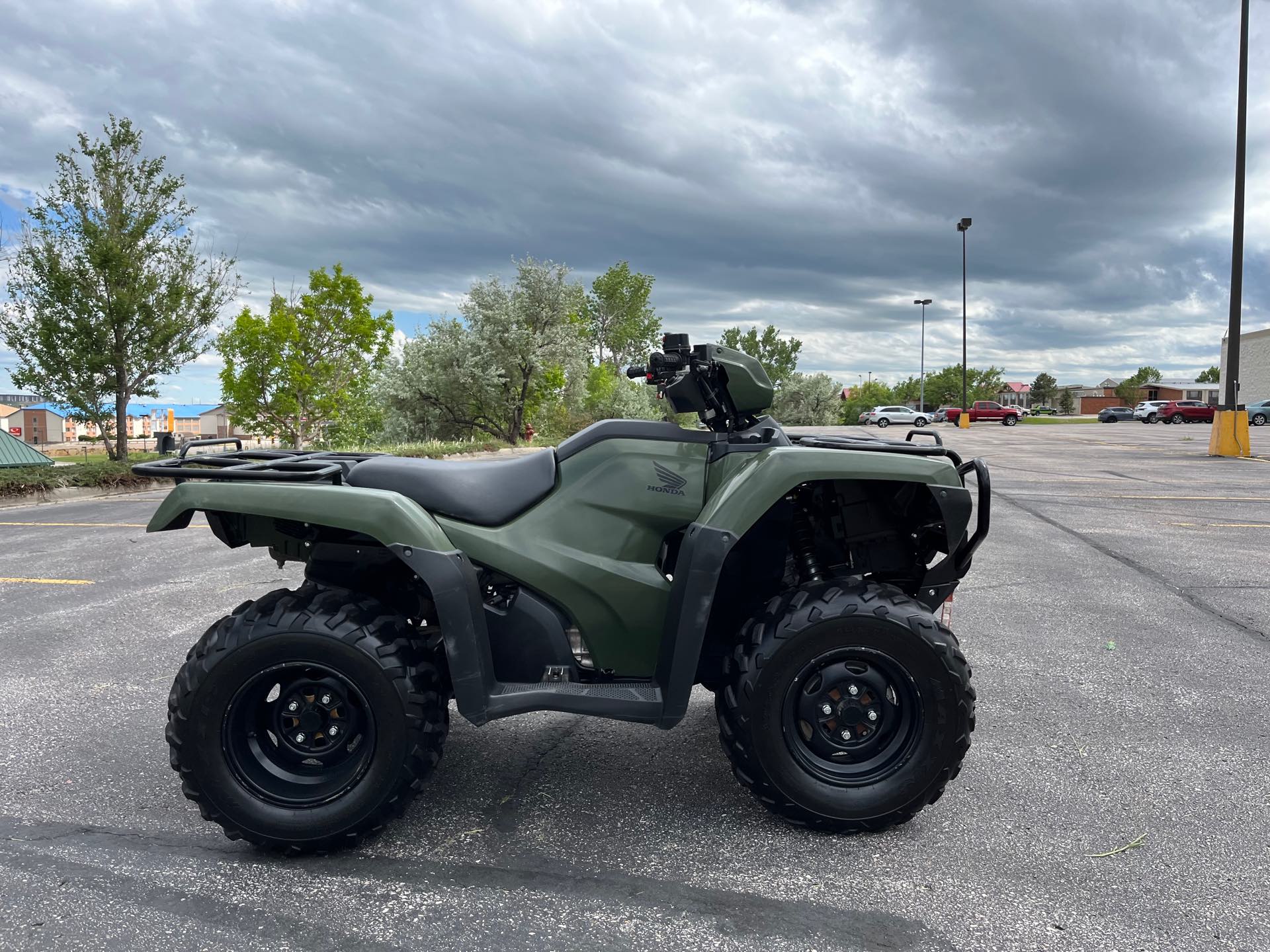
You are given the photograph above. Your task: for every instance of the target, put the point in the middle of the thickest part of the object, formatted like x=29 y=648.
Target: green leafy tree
x=808 y=400
x=945 y=386
x=778 y=356
x=865 y=397
x=611 y=397
x=618 y=317
x=1043 y=389
x=294 y=371
x=1129 y=390
x=520 y=348
x=107 y=287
§
## WORK ORDER
Transcribe all lines above exactly, skipping pictures.

## ANSWER SECTION
You are given the photograph above. Your task: for every instance of the target, put the point in the middle of the thickest part of the object, formatted like x=29 y=648.
Target: green leafy tree
x=808 y=400
x=945 y=386
x=778 y=356
x=865 y=397
x=611 y=397
x=618 y=317
x=1043 y=389
x=294 y=371
x=1129 y=390
x=520 y=348
x=107 y=287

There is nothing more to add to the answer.